▸ Aufgabe 1: Nennen Sie alle Rollen, die der Auszug zum Planspiel „Willkommen in Welzhausen“ in dem Satz aufzählt, der mit „Vom Bürgermeister“ beginnt.

▸ Vorliegender Auszug:
============================================================
Programm für demokratisches Handeln und gegen Extremismus

Willkommen in Welzhausen

Proteste vor Flüchtlingsheimen, besorgte Bürgerinnen und Bürger – solche Nachrichten kann man zurzeit häufig in der Zeitung lesen. Auch in dem Planspiel „Willkommen in Welzhausen“ sind Proteste bei einem Fest für Geflüchtete die Ausgangssituation.

Willkommen in Welzhausen
Willkommen in Welzhausen (© Peter van Heesen)


Wir befinden uns in Welzhausen - einer eigentlich sehr offenen und toleranten Stadt. Doch die Stimmung droht zu kippen: Nachdem bei den Protesten auch einige Mitglieder des Handball-Vereins lautstark mitgewirkt haben, überlegen sich Vereins- und Verbandsleitung, wie man damit weiter verfahren soll. Fackeln vor dem Gemeindehaus als Reaktion auf das Willkommensfest, Drohungen und Schilder mit Sprüchen wie „Das Boot ist voll“ bestimmen die Situation. Was tun? Das Bürgermeisteramt lädt Vertreterinnen und Vertreter aus Verwaltung, Politik, und Zivilgesellschaft zu einem Krisengipfel ein, um zu rekonstruieren, wie es zu dem Vorfall kam.

Ziel des Planspiels ist es, einen Perspektivwechsel zu bekommen. Die Teilnehmenden schlüpfen dabei in ganz neue Rollen und sollen so vielleicht sogar Empathie für Menschen mit anderen Ansichten entwickeln. Im Anschluss werden Probleme beschrieben und Lösungsansätze entworfen.

Nach der Einführung und ein paar Tipps der Teamerinnen geht es auch schon los. Die Teilnehmenden ziehen Zettel mit ihren Rollen und lesen sich in ihre Person ein. Vom Bürgermeister, der evangelischen Gemeinde, bis zum Sportverband der Stadt und dem traditionsverbundenen „Altwelzhausener-Verein“ ist alles dabei. Die meisten vertreten Ansichten, mit der sie sonst überhaupt nicht übereinstimmen. Gar nicht mal so einfach, denke ich, und schaue geband zu.

Und dann geht es auch schon los: Der Bürgermeister und seine Stellvertreterin eröffnen die Sitzung. Die Meinungen gehen schon jetzt auseinander: „Das war doch lange vorher klar“, so das Stadtratsmitglied der CDU. Die SPD wiederum sieht erstmal kein Problem: „Welzhausen ist doch eine offene Stadt mit großer Willkommenskultur“ und dann geht es gegen die Polizei: „ Ihr greift nicht ein, seid nie da“. Die Sozialpädagogin hat Angst und bekommt Morddrohungen, die „Altwelzhausener e.V.“ fühlen sich von Flüchtlingsmännern bedroht und befürchten einen Verlust ihrer deutschen Kultur.

Die Fetzen fliegen. Der Vertreter der Geflüchteten gibt ein klares Statement: „Wir müssen aufhören, von Geflüchteten zu reden, und anfangen, mit ihnen zu reden.“

Der Krisengipfel endet nach 50 Minuten mit dem Statement des Bürgermeisters. Er und seine Stellvertreterin fassen das Gesagte zusammen und legen klare Vorhaben vor. Die Geflüchteten wollen sie stützen, sie in Vereine und Verbände mit einbeziehen und Schulungen durchführen.
============================================================
(Einträge zu Formannotationen)
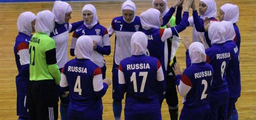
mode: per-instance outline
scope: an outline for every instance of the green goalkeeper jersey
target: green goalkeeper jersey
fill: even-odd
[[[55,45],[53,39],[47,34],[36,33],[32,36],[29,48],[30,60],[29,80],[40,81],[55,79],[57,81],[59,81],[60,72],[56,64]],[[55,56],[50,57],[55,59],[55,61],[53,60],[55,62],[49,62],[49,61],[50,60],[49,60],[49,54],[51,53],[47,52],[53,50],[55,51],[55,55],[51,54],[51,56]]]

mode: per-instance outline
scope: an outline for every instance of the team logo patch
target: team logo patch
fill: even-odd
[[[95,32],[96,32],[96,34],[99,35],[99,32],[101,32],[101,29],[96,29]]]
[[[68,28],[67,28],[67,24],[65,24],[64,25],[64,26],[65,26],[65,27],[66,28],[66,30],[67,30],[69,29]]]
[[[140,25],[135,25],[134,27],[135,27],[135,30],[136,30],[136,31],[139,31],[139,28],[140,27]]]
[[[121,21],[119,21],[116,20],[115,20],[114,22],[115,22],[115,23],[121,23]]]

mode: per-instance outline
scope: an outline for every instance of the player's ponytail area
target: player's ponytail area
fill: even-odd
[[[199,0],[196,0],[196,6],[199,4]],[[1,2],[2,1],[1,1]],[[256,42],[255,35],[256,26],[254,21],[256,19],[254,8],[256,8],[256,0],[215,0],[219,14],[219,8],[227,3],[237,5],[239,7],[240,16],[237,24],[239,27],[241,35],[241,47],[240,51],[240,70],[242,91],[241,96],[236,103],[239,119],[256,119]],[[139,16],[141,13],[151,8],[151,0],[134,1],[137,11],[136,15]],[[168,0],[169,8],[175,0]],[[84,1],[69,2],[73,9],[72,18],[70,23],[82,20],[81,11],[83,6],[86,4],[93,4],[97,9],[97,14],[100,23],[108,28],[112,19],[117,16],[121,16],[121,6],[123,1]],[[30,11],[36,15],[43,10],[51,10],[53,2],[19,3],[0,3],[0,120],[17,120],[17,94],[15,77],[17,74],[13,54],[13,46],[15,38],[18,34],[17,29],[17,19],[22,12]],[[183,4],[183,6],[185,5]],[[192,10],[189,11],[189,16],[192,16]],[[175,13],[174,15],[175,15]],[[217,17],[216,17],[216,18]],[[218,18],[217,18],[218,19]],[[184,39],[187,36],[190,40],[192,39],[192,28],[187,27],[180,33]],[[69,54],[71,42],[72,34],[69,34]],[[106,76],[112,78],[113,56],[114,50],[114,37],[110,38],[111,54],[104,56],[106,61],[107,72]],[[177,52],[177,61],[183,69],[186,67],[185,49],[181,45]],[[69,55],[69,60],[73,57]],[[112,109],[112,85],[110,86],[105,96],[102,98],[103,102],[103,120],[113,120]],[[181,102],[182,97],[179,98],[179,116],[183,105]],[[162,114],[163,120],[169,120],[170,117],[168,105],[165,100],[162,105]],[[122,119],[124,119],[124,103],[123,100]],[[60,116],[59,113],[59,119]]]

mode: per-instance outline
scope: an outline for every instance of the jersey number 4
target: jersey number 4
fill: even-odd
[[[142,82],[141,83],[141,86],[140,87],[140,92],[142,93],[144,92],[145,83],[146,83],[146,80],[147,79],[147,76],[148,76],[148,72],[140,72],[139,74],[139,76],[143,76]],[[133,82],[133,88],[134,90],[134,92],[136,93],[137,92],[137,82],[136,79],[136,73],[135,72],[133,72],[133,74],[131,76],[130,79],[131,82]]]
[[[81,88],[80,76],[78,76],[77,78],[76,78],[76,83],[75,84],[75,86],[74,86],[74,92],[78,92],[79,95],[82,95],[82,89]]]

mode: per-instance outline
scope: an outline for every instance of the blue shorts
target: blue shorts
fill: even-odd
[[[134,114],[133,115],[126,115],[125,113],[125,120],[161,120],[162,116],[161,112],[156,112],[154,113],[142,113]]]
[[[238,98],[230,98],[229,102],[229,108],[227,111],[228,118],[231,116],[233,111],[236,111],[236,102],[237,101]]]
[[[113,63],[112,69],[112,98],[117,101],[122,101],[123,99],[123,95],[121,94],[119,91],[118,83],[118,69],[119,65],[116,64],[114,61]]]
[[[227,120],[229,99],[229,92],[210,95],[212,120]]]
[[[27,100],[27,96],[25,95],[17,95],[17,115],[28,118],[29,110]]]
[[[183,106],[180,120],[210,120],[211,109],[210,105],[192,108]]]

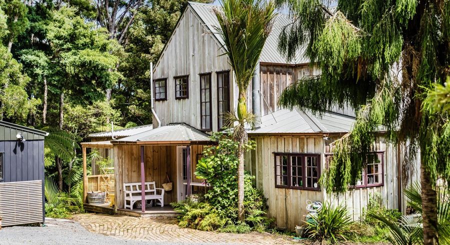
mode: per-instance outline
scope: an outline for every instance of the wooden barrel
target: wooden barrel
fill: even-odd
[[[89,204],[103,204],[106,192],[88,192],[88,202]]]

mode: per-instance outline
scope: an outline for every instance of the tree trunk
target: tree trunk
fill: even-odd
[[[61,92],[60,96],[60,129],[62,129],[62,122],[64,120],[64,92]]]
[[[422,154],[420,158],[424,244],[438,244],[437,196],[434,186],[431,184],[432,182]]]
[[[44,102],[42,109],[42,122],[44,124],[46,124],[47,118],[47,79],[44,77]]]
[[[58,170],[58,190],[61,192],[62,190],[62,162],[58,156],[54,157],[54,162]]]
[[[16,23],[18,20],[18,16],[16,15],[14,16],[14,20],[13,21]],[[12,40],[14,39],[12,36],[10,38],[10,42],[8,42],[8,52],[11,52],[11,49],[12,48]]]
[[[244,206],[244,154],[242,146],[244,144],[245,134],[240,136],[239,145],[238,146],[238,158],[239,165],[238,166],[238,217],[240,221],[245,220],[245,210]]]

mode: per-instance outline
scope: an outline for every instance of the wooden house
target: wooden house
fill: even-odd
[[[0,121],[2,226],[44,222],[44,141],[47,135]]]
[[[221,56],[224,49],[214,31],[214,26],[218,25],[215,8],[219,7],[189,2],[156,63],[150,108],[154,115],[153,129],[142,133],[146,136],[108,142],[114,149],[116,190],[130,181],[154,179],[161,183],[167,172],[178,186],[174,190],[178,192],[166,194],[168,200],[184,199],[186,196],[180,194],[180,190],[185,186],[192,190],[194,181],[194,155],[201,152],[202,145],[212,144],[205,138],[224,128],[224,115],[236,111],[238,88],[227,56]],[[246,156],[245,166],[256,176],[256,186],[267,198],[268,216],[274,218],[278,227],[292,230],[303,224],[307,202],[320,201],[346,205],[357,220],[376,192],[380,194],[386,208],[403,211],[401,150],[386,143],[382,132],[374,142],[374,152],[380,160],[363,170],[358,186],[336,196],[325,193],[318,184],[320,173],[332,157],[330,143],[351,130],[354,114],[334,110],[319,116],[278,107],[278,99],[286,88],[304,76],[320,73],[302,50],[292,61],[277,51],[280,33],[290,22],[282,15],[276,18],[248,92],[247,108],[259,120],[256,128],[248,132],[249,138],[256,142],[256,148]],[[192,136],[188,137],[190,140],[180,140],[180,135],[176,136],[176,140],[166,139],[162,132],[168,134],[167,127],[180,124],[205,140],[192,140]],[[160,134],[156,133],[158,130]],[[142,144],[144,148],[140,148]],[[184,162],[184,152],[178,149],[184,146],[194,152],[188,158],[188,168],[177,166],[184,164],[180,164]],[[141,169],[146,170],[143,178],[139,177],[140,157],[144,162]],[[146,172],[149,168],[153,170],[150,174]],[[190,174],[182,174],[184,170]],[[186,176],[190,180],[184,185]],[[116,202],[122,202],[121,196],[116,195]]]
============================================================
▸ Aufgabe 2: Ermitteln Sie, in wie vielen Zeilen der Daten die Zeichenfolge „trunk“ vorkommt, wobei Groß- und Kleinschreibung zu beachten ist. Nennen Sie ausschließlich die Zahl.

▸ Antwort 1:
- Bürgermeister
- evangelische Gemeinde
- Sportverband der Stadt
- „Altwelzhausener-Verein“

▸ Antwort 2: 2